◆ GOAL: How many lines in the rows below contain the string "mask"? Case counts. Reply with the number only.

◆ DATA SHOWN:
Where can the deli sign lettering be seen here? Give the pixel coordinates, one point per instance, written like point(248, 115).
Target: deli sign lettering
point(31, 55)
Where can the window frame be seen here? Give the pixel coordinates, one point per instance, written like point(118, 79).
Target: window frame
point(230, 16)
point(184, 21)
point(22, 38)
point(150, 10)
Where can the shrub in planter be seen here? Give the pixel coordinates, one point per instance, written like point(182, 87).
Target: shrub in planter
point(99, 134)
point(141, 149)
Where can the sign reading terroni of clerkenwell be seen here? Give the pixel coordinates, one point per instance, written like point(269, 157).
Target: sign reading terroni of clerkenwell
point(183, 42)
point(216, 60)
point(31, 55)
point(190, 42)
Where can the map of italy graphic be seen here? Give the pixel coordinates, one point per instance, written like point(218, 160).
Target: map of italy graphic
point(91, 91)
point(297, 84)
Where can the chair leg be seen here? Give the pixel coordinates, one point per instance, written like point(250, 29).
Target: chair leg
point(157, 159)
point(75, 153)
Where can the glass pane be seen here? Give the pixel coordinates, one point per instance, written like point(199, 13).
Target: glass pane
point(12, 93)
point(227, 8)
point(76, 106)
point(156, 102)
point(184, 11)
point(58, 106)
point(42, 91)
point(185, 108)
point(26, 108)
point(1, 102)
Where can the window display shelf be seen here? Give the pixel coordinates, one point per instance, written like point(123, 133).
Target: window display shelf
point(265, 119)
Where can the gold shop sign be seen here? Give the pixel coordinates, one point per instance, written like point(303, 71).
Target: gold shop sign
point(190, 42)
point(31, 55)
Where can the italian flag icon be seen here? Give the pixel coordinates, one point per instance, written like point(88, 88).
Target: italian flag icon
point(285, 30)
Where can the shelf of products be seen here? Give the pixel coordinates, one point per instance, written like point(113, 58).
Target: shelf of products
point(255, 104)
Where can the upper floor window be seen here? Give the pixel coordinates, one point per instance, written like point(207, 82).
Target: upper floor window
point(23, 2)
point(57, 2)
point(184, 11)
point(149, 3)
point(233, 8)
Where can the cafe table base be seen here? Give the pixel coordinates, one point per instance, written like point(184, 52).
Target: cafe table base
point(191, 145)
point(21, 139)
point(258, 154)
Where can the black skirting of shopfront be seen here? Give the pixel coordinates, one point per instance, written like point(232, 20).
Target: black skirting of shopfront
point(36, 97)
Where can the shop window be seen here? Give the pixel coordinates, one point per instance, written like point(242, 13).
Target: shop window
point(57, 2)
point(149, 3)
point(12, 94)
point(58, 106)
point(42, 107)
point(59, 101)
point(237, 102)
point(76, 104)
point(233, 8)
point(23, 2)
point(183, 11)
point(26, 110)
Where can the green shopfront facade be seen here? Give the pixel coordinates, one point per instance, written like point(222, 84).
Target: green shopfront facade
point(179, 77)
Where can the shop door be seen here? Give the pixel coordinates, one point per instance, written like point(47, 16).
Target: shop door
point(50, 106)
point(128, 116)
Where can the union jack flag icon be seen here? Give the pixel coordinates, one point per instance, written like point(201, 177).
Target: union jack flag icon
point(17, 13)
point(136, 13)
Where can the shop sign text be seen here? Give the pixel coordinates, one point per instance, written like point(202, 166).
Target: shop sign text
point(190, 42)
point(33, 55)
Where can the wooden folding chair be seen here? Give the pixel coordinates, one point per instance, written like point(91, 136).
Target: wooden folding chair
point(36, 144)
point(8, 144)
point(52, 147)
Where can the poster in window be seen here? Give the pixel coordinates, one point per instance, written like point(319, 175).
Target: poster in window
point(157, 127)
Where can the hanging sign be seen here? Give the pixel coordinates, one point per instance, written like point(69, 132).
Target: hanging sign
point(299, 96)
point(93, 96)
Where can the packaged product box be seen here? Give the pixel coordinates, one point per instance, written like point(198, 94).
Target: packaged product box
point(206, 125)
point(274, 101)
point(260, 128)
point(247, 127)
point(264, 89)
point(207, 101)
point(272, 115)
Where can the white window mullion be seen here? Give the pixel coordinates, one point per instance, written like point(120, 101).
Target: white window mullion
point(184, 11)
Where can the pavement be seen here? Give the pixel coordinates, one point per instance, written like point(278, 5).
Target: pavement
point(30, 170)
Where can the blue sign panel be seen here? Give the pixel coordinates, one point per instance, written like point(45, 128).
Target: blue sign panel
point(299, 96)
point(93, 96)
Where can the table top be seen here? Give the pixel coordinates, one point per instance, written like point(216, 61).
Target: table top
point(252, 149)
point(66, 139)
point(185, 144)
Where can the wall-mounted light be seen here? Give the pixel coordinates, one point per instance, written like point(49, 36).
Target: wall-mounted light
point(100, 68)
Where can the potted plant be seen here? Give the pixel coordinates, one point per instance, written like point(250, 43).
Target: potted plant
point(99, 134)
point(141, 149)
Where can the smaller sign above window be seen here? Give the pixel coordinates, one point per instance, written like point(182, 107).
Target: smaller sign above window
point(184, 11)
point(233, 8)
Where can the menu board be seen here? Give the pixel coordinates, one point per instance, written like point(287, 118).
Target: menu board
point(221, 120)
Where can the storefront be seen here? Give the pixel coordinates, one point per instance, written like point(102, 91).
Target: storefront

--

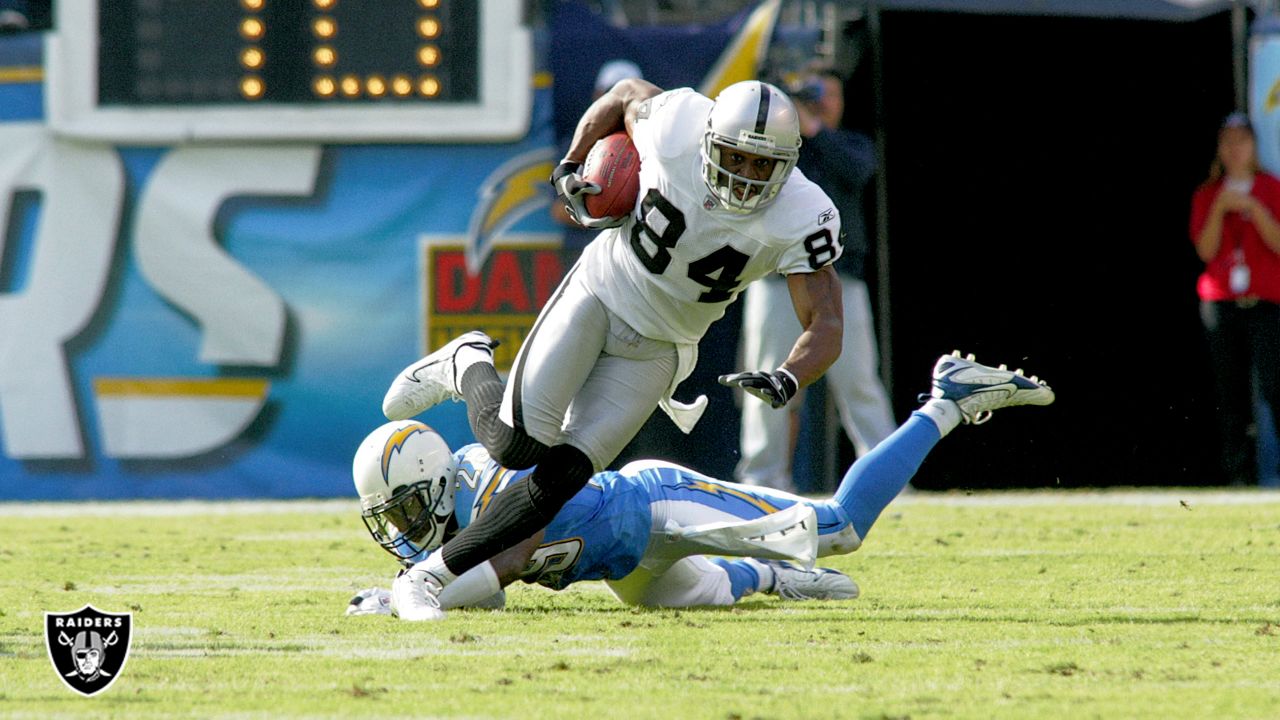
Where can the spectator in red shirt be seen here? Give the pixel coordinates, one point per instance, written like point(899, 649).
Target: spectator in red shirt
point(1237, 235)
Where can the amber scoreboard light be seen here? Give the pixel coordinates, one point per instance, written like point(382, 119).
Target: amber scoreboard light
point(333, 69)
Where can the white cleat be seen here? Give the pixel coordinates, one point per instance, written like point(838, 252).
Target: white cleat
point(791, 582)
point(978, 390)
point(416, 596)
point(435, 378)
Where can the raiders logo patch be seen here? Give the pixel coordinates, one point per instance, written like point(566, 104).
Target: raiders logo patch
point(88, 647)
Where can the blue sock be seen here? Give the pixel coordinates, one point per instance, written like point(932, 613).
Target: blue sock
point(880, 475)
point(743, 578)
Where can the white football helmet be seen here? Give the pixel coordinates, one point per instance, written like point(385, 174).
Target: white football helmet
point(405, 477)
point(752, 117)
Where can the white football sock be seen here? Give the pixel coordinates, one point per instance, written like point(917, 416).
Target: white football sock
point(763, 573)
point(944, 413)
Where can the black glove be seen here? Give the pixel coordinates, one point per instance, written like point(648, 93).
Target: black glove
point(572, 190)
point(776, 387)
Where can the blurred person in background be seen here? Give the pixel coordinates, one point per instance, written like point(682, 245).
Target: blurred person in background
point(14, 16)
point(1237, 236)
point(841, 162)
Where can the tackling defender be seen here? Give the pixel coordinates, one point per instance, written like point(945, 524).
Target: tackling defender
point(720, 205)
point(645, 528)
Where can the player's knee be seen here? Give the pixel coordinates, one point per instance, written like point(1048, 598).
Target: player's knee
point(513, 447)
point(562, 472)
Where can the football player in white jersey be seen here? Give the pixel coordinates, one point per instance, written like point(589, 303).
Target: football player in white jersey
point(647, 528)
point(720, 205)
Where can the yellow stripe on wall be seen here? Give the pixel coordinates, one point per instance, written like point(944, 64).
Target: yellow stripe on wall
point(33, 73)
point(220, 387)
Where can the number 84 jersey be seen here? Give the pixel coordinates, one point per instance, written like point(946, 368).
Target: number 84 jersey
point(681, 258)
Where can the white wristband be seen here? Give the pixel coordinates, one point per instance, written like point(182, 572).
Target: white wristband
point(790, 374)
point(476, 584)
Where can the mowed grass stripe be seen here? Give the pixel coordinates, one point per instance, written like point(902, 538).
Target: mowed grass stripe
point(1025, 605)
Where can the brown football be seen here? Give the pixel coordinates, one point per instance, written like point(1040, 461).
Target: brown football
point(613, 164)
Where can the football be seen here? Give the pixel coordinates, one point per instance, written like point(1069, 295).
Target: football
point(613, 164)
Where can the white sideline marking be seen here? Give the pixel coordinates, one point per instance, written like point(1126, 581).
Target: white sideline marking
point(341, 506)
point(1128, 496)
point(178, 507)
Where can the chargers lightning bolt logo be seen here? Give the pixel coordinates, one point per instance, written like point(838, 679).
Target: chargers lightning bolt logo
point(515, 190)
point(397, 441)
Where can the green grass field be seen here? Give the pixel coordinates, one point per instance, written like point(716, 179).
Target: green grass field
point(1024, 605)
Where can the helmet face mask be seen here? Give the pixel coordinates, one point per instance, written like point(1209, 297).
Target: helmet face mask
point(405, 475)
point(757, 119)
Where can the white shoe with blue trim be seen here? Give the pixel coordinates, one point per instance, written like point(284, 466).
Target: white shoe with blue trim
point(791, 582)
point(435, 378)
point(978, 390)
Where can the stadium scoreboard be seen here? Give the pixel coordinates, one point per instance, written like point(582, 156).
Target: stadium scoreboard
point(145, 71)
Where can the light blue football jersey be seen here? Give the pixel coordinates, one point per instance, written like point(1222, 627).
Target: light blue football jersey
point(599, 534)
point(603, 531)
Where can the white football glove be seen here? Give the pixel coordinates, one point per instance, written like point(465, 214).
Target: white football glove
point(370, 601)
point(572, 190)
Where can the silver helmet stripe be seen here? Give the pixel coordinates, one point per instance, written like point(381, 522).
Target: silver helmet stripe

* * *

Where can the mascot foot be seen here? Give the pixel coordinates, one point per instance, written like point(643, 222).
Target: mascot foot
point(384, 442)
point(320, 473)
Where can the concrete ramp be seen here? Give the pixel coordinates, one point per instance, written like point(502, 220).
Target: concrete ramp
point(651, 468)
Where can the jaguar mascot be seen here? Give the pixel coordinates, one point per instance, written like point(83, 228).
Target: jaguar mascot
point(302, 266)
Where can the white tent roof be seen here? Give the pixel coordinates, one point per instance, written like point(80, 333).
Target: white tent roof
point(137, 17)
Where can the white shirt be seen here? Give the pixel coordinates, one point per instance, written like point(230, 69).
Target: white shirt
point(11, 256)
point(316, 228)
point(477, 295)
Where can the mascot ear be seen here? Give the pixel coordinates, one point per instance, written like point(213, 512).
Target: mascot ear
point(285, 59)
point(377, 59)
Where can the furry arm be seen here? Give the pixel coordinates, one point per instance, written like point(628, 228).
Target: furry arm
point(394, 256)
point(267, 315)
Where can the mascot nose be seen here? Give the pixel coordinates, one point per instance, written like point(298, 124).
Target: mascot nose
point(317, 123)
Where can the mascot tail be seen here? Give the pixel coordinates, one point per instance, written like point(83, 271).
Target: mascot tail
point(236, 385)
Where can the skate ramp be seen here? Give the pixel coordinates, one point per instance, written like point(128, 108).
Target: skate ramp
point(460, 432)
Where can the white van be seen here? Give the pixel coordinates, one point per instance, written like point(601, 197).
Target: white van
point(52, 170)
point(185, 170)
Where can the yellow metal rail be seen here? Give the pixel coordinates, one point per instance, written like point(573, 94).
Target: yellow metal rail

◆ RESPONSE: 2